急性緑内障発作の治療の際に白内障手術を行うケース
急性緑内障発作の治療での白内障手術とは、どのようなケースでおこなわれるのでしょうか。また、白内障手術のリスクや回復期間がどのくらいなのかもあわせて詳しくご説明します。 急性緑内障発作が起きた場合、どのような治療がおこなわれるのでしょうか。気になる治療方法や、治療後の回復期間について詳しくご説明します。
- 急性緑内障発作の治療の際に白内障手術を行うケースについて教えてください。
- 急性緑内障発作の予防を目的として、白内障手術をする場合があります。眼圧を下げるために、濁った水晶体を取り去って人工の眼内レンズを入れ、隅角の圧迫を減らし、房水の通りを良くするのです。
- 白内障手術を受けるリスクはありますか?
- どんな手術でもリスクが全くないわけではありませんが、白内障手術は日本国内において年間約140万件おこなわれています。適切におこなえば、合併症が起こりにくい低リスクの手術です。
- 白内障手術後の回復期間はどのくらいですか?
- 白内障手術後、数時間程度で明確な視覚を得る方が多いようです。しかし、回復期間には個人差があり、明確な視覚を得るまでに1~2週間かかる場合もあります。 感染症を防ぐため、手術後1~3か月ほどは点眼薬や通院が必要になる場合がありますが、多くの場合、手術後数日~数週間で日常生活に戻ることが可能です。 仕事復帰については、仕事内容にもよりますので、医師の判断に従いましょう。
急性緑内障発作の予防策とは
急性緑内障発作が恐ろしいものだということがわかっていただけたと思います。では、急性緑内障発作の予防法はあるのでしょうか。
- 急性緑内障発作を予防するためにできることは何ですか?
- 急性緑内障発作は、突然発症することがほとんどです。もともと眼が良く、眼科にかかったことのない方が発症するケースも少なくありません。 早期発見することがもっとも大切です。自覚症状がなくても、40歳以上になったら一度眼科で検査を受けるようにしましょう。

[保存済みの行]
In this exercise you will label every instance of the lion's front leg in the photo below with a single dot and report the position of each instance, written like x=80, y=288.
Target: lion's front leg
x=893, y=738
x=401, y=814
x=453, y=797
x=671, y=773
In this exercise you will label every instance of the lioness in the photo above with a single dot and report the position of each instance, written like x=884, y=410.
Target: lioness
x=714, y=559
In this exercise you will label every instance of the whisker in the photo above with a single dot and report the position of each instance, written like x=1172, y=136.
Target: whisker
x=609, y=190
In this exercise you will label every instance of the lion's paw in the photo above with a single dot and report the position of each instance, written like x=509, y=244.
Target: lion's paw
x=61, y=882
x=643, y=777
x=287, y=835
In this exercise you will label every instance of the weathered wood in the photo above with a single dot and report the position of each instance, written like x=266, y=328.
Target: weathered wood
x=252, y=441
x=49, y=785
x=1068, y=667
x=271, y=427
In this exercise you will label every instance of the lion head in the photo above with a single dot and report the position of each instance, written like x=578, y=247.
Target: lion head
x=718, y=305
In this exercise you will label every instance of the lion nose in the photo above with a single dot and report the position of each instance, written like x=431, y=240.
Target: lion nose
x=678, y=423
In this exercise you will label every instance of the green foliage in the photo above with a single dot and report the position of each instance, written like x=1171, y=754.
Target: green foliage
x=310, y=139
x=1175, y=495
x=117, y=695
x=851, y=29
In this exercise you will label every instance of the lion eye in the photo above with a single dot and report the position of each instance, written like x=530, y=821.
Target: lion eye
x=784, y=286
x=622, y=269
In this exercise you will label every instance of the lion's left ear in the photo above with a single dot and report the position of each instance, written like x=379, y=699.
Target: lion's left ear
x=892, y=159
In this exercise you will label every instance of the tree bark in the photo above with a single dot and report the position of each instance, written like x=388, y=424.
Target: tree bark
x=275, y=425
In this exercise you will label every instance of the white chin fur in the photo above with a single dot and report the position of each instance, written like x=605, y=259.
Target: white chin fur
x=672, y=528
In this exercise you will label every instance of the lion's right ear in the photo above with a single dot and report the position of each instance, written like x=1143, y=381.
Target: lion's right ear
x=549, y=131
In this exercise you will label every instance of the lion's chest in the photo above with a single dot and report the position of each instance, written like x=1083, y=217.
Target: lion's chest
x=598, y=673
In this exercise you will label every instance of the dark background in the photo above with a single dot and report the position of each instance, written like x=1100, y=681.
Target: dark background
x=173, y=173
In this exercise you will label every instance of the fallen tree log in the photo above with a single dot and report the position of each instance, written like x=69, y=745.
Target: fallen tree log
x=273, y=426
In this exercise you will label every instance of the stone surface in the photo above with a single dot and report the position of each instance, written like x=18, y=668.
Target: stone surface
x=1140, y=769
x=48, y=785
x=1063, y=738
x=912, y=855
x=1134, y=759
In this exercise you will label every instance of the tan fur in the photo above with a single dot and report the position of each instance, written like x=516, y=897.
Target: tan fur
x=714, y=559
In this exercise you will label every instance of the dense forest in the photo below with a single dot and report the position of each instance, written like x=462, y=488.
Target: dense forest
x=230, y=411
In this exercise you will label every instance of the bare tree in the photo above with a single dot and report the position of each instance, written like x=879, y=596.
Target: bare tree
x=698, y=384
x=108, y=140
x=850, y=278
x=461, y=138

• **課題 1**
急性緑内障発作の抜粋にある「適切におこなえば、合併症が起こりにくい低リスクの手術です。」という一文を英語に訳してください。
• **課題 2**
急性緑内障発作の抜粋を、最後の文の後から書き継いでください。

• **解答例 1**
When performed properly, it is a low-risk operation in which complications rarely occur.

• **解答例 2**
- 急性緑内障発作を予防するための食生活について教えてください。
- 急性緑内障発作の予防は、緑内障の予防にもつながります。眼に良いとされる食品をメニューに加えることや、血流を促す働きのある栄養素を積極的に摂取し、眼の健康を大切にしましょう。 眼に良いとされる食品は
- ビタミンB群(豚肉、しじみなど)
- ビタミンC(いちご、さつまいもなど)
- ビタミンE(玄米、ブロッコリーなど)
- アントシアニン(ブルーベリー、カシスなど)
- ルテイン(ほうれんそう、ケールなど)
です。 そのほかアルコール、カフェイン類を摂取しすぎない、糖分や脂肪分を控えるなど、バランスの良い健康的な食生活を心がけましょう。
編集部まとめ
いかがでしたか。急性緑内障発作の危険性や症状、治療法や予防法について、詳しくご説明しました。急性緑内障発作は、自覚症状がないまま唐突に起こり得る疾患で、できるだけ迅速な治療が求められます。眼の痛みや頭痛をそのまま放置して後悔しないためにも、症状が現れたら一刻も早く眼科を受診し、治療を受けましょう。また、予防のために、生活習慣や食生活を見直し、定期的に眼科で検査を受けることが大切です。